Since the decisive approval of the EU Withdrawal Act in the UK Parliament in 2018, the UK has taken a decided transatlantic shift towards greater collaboration with the United States. Following a string of agreements, memorandums, and statements of intent on future collaboration on AI R&D, the UK and US governments have most recently issued a joint Declaration on Cooperation in Artificial Intelligence Research and Development.
The joint declaration envisages an AI R&D ecosystem building on the US-UK Science and Technology Agreement signed in September 2017, which represented the first bilateral agreement between the US and the UK following the 2016 Brexit referendum. The Declaration too should strengthen the Memorandum of Understanding (MoU) signed between the US National Science Foundation and UK Research and Innovation (NIHR) on research cooperation signed on the back of the 2017 Agreement.
The MoU is deliberately open-ended to facilitate the most extensive collaboration possible, including joint conferencing and alignment on large investments. The Declaration meanwhile is strong in intent and light in substance, but does promise a new collaborative future – the Declaration envisages recognising the value of exchanges of information on regulatory frameworks to facilitate innovation; collaboration on early-stage R&D; and mutual trust to enable to adoption of AI.

** EXERCISE SET **
a - Summarize the passage on US-UK cooperation in artificial intelligence research and development in two sentences.
b - Extend the passage on US-UK cooperation in artificial intelligence research and development, beginning after its final sentence.

** Free-text object descriptions **
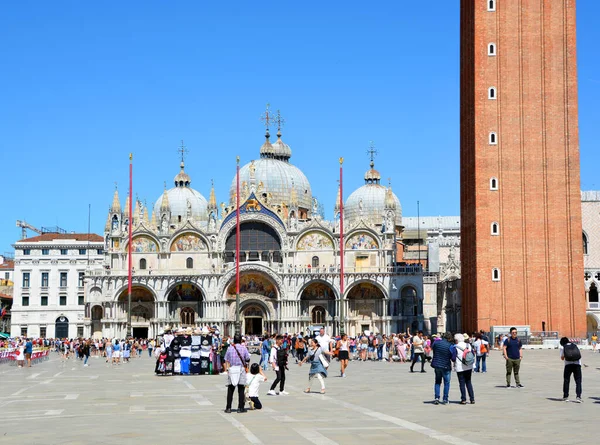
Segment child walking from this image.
[246,363,267,409]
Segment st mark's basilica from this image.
[84,119,423,337]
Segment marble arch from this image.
[344,279,390,300]
[217,264,283,301]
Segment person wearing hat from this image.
[225,334,250,413]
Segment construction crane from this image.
[17,220,67,239]
[17,219,42,239]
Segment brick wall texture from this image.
[460,0,586,336]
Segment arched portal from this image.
[54,315,69,338]
[167,283,204,326]
[225,221,283,263]
[300,281,337,332]
[347,281,386,335]
[117,286,155,338]
[242,304,266,335]
[91,304,103,338]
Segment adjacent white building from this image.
[11,233,104,338]
[581,191,600,334]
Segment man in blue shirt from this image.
[502,327,523,388]
[431,332,453,405]
[25,338,33,368]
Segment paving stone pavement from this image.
[0,350,600,445]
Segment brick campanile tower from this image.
[460,0,586,336]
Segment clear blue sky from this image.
[0,0,600,253]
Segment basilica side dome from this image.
[230,132,312,211]
[344,162,402,226]
[154,162,208,221]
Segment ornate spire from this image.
[110,182,121,213]
[208,179,217,210]
[365,141,381,184]
[123,194,129,219]
[385,178,396,210]
[160,181,170,213]
[104,207,112,232]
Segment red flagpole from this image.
[126,153,133,337]
[235,156,241,334]
[340,158,344,334]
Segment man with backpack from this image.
[502,327,523,388]
[473,333,490,372]
[560,337,583,403]
[450,334,475,405]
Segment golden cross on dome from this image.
[177,139,189,162]
[275,110,285,133]
[367,141,377,168]
[260,104,273,133]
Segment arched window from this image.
[490,178,498,190]
[589,283,598,303]
[179,307,196,326]
[312,306,325,325]
[491,222,500,235]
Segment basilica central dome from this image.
[230,132,312,211]
[154,162,208,221]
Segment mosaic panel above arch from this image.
[346,232,379,250]
[131,236,158,253]
[296,232,333,250]
[171,233,208,252]
[227,273,277,298]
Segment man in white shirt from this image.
[559,337,583,403]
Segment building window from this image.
[60,272,67,287]
[491,222,500,235]
[23,272,29,288]
[42,272,48,287]
[179,307,196,326]
[312,306,325,325]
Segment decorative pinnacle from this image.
[260,104,273,135]
[367,141,377,168]
[177,139,189,164]
[275,110,285,137]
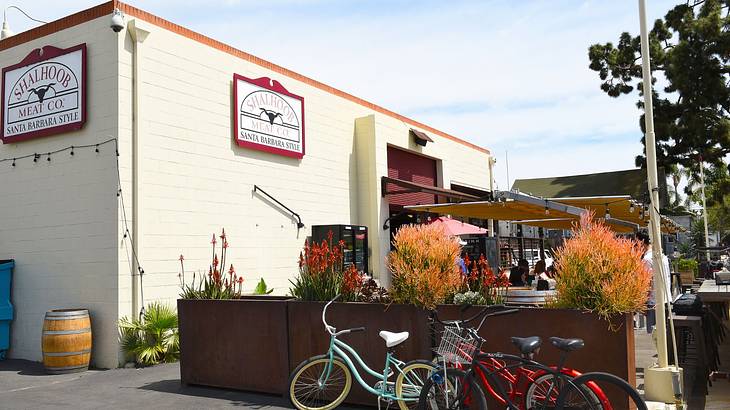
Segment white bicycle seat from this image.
[379,330,408,347]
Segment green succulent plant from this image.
[119,302,180,366]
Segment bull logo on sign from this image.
[28,83,56,104]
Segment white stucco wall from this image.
[120,16,489,310]
[0,2,489,367]
[0,18,118,367]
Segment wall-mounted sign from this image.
[0,44,86,143]
[233,74,304,158]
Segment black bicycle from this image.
[418,305,646,410]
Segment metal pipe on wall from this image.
[127,19,150,317]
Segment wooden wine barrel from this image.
[42,309,91,374]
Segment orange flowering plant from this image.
[554,214,651,319]
[178,229,243,299]
[289,231,364,301]
[388,224,462,309]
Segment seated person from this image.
[535,260,556,290]
[509,259,530,286]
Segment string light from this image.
[0,138,145,315]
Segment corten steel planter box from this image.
[177,296,289,393]
[288,300,431,406]
[438,305,636,408]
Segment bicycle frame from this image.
[319,335,423,401]
[464,352,610,410]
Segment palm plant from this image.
[119,302,180,366]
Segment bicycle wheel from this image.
[418,368,487,410]
[289,355,352,410]
[556,372,647,410]
[395,360,437,410]
[525,373,610,410]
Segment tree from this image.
[588,0,730,173]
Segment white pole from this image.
[639,0,669,367]
[700,157,710,262]
[504,150,512,191]
[639,0,682,405]
[487,155,497,236]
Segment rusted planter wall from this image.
[178,297,636,405]
[177,296,289,393]
[438,305,636,406]
[289,301,431,406]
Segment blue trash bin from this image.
[0,259,15,360]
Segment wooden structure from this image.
[42,309,91,374]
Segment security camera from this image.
[109,9,124,33]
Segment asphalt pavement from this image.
[0,360,346,410]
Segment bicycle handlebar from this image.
[431,304,505,326]
[322,295,365,336]
[431,304,519,331]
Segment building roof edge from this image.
[0,0,490,154]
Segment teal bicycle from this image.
[289,296,436,410]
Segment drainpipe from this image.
[127,19,150,317]
[487,155,497,237]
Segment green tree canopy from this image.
[588,0,730,173]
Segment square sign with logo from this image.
[233,74,304,158]
[0,44,86,143]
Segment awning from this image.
[380,177,480,201]
[514,218,638,233]
[406,191,638,232]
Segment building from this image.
[0,1,491,368]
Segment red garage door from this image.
[388,147,436,205]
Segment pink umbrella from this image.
[424,216,487,236]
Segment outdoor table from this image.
[505,286,556,306]
[697,280,730,374]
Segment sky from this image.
[7,0,679,189]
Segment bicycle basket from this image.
[436,326,479,363]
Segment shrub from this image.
[388,224,462,309]
[464,254,509,305]
[119,303,180,366]
[454,291,487,305]
[555,214,651,319]
[179,229,243,299]
[289,231,363,301]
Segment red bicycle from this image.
[424,305,612,410]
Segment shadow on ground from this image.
[139,379,290,409]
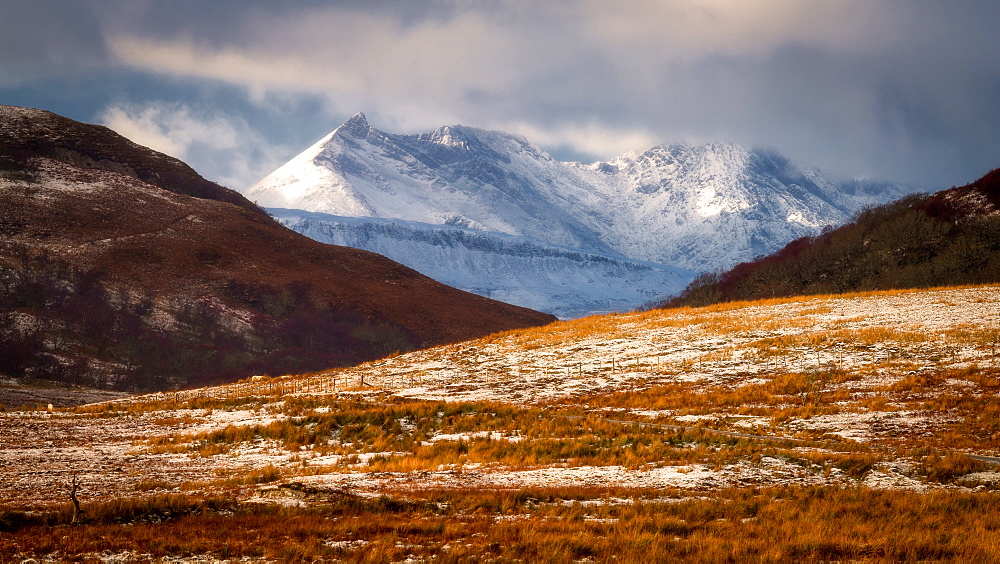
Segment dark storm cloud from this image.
[0,0,1000,188]
[0,1,107,87]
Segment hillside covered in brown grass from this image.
[0,106,554,390]
[660,169,1000,306]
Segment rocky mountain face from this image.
[663,169,1000,306]
[246,114,903,316]
[0,106,554,389]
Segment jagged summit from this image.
[247,114,904,316]
[0,107,554,389]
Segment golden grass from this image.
[7,486,1000,562]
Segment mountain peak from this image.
[337,112,372,137]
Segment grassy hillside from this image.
[660,169,1000,306]
[0,287,1000,562]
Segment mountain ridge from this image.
[246,113,904,311]
[660,169,1000,307]
[0,107,554,389]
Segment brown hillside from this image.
[0,103,554,390]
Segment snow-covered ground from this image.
[246,114,905,317]
[0,287,1000,504]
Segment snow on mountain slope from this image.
[247,114,611,252]
[246,114,904,318]
[268,208,694,319]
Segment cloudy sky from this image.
[0,0,1000,189]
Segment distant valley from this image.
[246,114,906,317]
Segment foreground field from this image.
[0,288,1000,561]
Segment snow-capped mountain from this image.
[246,114,904,318]
[268,208,693,318]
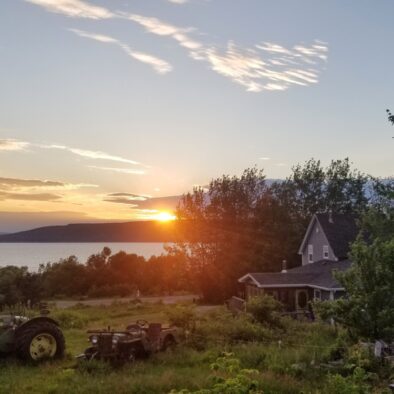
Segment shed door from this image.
[296,290,308,310]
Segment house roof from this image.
[239,260,351,290]
[316,213,358,260]
[298,213,358,260]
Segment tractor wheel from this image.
[162,335,176,352]
[15,321,65,362]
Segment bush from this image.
[327,367,371,394]
[166,305,197,330]
[246,295,283,327]
[170,353,262,394]
[53,311,87,329]
[190,310,279,349]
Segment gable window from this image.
[323,245,328,259]
[308,245,313,263]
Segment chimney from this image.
[328,209,334,223]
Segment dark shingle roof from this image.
[316,213,358,260]
[243,260,351,289]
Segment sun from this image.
[155,212,176,222]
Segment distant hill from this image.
[0,221,175,243]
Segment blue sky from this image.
[0,0,394,231]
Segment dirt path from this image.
[54,294,198,309]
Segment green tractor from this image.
[0,315,65,362]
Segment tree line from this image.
[176,159,394,302]
[0,159,394,304]
[0,247,191,308]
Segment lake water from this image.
[0,242,165,271]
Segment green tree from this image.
[177,159,370,302]
[320,189,394,341]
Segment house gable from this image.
[298,215,338,265]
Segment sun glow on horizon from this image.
[155,211,176,222]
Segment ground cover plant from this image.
[0,302,391,394]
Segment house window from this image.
[323,245,328,259]
[313,289,321,300]
[308,245,313,263]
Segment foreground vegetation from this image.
[0,303,392,394]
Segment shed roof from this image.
[239,260,351,290]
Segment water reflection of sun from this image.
[155,212,176,222]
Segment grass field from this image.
[0,303,390,394]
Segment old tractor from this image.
[78,320,178,363]
[0,315,65,362]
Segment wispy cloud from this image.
[25,0,328,92]
[0,191,62,201]
[25,0,112,19]
[191,41,328,92]
[0,178,65,187]
[0,177,98,191]
[69,29,172,74]
[43,145,142,165]
[121,13,202,49]
[0,139,149,168]
[89,166,145,175]
[0,139,29,151]
[108,193,152,201]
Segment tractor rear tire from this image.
[162,334,176,352]
[15,321,65,362]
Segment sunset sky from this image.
[0,0,394,232]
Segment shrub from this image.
[166,305,197,330]
[170,353,262,394]
[53,310,87,329]
[246,295,283,327]
[327,367,371,394]
[190,310,279,349]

** ANSWERS BY ITEM **
a - Since the 2018 approval of the EU Withdrawal Act, the UK has shifted toward greater collaboration with the United States, and the two governments have most recently issued a joint Declaration on Cooperation in Artificial Intelligence Research and Development. The Declaration builds on the 2017 US-UK Science and Technology Agreement and should strengthen the related Memorandum of Understanding on research cooperation; although strong in intent and light in substance, it envisages exchanges of information on regulatory frameworks, collaboration on early-stage R&D, and mutual trust to enable the adoption of AI.

b -
The Declaration and MoU together will facilitate stronger collaboration on otherwise national research projects. The UK NIHR in June opened a £23 million Artificial Intelligence for Multiple Long-Term Conditions call to support research to spearhead the use of advanced data science and AI methods to identify new clusters of disease and the development of conditions over the life course to develop insights into the identification and subsequent prevention of multiple long-term conditions.
The UK NIHR call specifically supports “research collaborations and partnerships” among researchers, institutions and practitioners, welcoming collaboration from US biomedical groups utilising the power of AI in research. With a “long-established history of funding studies with an element of international collaboration”, the new AI-based medical research programme may prove a more decisive shift towards international collaboration on research, with UK-based researchers set to benefit from reciprocal arrangements on US AI research projects.
Brexit realignment is not the only driving geopolitical narrative in international AI research, however. Wary of China’s accelerating AI-based commercial R&D and innovation to become the world leader in AI, US policymakers in June 2020 announced the launch of the Global Partnership on Artificial Intelligence (GPAI), comprising 13 countries as well as the European Union, to collaborate on AI development.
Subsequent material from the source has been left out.